### 本文抜粋 ###

加齢黄斑変性とは?
網膜の中心にある黄斑の異常な老化現象によって、視野の歪みや視力低下を起こす病気です。
黄斑部には視細胞が集中しているため、ここでの障害は視機能に大きく影響します。
加齢黄斑変性の分類
加齢黄斑変性は、大きく2つに分類できます。
萎縮型の加齢黄斑変性
黄斑が加齢に伴い萎縮するタイプです。
黄斑の中央にある「中心窩」が萎縮しない限り、症状の進行が緩やかです。そのため、特別な治療は行われず、経過観察に留めます。
ただし、滲出型へと移行することもあり、定期的な検査は欠かせません。
滲出型の加齢黄斑変性
新生血管(本来不要である異常な血管)が脈絡膜に生じ、網膜に及ぶタイプです。
新生血管は破れやすく、血液が黄斑に進出し、視機能を障害します。症状は急速に進行し、治療が遅れると深刻な網膜障害が残ることもあります。

### データ抜粋 ###

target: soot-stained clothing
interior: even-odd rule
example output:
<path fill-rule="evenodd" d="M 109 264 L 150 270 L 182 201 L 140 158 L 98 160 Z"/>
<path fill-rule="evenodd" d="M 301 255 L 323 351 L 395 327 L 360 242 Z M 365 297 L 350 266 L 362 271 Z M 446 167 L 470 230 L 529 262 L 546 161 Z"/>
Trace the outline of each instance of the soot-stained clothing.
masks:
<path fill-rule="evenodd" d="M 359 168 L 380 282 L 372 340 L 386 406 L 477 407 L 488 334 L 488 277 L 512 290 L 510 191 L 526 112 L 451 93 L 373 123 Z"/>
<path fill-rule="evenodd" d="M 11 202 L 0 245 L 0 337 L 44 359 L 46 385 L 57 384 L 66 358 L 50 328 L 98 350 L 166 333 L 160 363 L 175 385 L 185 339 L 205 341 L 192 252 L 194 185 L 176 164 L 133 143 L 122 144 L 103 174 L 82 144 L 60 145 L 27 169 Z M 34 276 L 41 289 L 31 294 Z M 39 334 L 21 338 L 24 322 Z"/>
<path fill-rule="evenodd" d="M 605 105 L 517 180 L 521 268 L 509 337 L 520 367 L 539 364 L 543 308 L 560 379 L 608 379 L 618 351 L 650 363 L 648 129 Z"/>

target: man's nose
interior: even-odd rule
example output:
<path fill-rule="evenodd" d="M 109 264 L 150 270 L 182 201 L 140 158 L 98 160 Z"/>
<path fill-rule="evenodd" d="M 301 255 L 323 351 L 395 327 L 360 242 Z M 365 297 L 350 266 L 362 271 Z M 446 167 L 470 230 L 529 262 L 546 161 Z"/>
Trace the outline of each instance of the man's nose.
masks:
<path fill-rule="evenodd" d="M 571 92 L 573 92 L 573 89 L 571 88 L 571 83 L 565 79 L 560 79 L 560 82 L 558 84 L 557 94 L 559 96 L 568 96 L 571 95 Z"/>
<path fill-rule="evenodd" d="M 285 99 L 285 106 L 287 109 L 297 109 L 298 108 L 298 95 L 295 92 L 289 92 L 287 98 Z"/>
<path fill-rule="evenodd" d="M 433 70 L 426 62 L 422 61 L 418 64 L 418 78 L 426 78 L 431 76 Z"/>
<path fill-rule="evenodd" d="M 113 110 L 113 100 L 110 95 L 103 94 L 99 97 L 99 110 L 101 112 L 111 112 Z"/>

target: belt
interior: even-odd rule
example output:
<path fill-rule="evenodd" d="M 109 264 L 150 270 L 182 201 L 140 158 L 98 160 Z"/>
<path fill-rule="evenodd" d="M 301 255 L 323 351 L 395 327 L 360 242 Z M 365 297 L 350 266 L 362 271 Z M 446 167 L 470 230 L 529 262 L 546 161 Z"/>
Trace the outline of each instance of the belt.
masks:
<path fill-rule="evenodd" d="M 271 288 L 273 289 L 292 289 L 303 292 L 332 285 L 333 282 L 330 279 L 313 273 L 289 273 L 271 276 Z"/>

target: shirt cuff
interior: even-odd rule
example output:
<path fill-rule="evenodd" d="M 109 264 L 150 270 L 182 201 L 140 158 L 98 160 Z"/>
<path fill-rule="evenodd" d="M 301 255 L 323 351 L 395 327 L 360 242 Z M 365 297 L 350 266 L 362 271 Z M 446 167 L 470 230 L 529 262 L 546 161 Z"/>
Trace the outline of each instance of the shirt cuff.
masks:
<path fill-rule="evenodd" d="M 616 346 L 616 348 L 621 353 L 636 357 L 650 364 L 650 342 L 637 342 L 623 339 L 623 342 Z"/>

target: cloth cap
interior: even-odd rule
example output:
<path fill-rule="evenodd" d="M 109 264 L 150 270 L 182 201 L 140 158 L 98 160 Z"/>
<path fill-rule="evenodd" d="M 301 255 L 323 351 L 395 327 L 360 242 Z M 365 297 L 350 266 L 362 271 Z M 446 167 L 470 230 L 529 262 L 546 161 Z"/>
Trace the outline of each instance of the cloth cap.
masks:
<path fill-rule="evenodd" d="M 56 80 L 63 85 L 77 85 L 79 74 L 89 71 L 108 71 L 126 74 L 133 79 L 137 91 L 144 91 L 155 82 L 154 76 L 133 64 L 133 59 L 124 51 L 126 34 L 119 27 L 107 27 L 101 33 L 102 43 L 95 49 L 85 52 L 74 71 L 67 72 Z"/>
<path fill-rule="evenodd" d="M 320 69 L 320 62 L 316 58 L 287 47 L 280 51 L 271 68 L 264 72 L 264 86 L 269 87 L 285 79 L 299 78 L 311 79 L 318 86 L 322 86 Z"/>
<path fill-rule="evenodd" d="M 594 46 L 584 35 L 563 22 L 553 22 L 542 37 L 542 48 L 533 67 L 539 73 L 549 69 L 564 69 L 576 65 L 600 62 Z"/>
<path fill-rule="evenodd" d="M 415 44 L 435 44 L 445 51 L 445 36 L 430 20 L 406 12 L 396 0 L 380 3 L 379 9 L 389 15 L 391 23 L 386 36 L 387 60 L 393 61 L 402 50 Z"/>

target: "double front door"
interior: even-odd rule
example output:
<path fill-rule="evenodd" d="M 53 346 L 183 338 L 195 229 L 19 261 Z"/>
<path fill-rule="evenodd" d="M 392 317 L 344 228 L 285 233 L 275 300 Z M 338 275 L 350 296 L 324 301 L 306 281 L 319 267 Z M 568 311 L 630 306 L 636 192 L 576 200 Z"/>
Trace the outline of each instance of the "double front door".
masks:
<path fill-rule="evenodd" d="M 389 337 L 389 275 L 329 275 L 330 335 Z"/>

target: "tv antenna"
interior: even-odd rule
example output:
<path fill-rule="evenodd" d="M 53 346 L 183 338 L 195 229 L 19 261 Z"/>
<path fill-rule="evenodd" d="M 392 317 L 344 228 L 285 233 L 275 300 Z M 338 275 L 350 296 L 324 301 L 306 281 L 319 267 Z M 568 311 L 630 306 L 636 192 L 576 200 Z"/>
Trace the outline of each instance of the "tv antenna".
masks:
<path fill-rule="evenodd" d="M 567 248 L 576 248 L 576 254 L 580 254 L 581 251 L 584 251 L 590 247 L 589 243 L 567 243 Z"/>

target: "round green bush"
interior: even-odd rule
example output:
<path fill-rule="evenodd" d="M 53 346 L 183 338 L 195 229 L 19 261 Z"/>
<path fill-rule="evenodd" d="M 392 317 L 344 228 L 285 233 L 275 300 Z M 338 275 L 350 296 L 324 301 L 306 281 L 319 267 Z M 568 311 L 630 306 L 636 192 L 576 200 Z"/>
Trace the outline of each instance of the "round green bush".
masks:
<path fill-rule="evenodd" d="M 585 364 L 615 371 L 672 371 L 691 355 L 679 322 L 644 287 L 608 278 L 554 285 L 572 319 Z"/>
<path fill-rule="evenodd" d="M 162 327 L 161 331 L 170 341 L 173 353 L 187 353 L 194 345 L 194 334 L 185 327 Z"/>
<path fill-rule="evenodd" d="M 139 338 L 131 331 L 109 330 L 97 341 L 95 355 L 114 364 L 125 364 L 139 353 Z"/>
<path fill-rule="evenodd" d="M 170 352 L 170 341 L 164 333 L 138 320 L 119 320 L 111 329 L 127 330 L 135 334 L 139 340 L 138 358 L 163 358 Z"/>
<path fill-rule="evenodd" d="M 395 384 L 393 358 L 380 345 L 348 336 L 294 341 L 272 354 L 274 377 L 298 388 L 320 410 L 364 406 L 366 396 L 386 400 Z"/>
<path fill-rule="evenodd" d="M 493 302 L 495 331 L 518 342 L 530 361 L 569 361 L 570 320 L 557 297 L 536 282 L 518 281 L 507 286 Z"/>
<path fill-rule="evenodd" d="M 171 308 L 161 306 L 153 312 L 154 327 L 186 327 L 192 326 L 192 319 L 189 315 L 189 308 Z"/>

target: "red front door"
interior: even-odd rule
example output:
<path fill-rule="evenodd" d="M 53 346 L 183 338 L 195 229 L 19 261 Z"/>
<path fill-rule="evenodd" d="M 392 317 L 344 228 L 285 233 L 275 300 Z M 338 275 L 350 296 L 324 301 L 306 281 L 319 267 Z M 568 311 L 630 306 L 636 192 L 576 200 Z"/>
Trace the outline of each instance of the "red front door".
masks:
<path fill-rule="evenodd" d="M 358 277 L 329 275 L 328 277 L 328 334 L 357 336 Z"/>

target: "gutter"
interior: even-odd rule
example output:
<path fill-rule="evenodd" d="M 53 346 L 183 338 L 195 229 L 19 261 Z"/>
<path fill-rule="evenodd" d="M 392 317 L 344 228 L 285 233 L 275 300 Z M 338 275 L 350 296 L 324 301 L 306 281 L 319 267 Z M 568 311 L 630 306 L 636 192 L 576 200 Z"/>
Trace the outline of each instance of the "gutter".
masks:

###

● 課題一覧:
A) 加齢黄斑変性の本文のうち、「網膜の中心にある黄斑の異常な」から「われず、経過観察に留めます。」までのすべてを、「経過観察」を「定期観察」に置き換えて書き直せ。
B) 加齢黄斑変性の本文を、最後の文の次から書き継げ。
ここに並ぶレコードは、本文の内容とは関係がない。

● 解答一覧:
A)
網膜の中心にある黄斑の異常な老化現象によって、視野の歪みや視力低下を起こす病気です。
黄斑部には視細胞が集中しているため、ここでの障害は視機能に大きく影響します。
加齢黄斑変性の分類
加齢黄斑変性は、大きく2つに分類できます。
萎縮型の加齢黄斑変性
黄斑が加齢に伴い萎縮するタイプです。
黄斑の中央にある「中心窩」が萎縮しない限り、症状の進行が緩やかです。そのため、特別な治療は行われず、定期観察に留めます。

B)
加齢黄斑変性の原因
加齢に伴う黄斑部網膜の働きの低下によって、老廃物が沈着することが主な原因と言われています。
その他、紫外線ばく露、喫煙、遺伝、生活習慣の乱れなども、発症・悪化とかかわっていると言われています。
加齢黄斑変性の症状~ものが歪む・ぼやける~
- 視力低下
- 視野の歪み
- 中心暗点
- 色を識別しにくい
加齢黄斑変性の症状の多くは、片方の眼だけに起こります。片目を手で隠し、見え方に異常がないかを確認するセルフチェックが有効です。
加齢黄斑変性の治療
加齢黄斑変性の治療には、以下のようなものがあります。
硝子体注射
新生血管の発生にかかわる血管内皮増殖因子(VEGF)の働きを抑える薬を、硝子体に注射します。
点眼麻酔を行ってから注射をするため、ほとんど痛みはありません。
数週間間隔で、この注射を何度か繰り返します。
レーザー光凝固術
新生血管を、レーザー照射によって凝固・破壊します。
新生血管が中心窩に及んでいない場合に適応となります。
加齢黄斑変性Q&A
加齢黄斑変性になりやすいのは、
どんな人ですか?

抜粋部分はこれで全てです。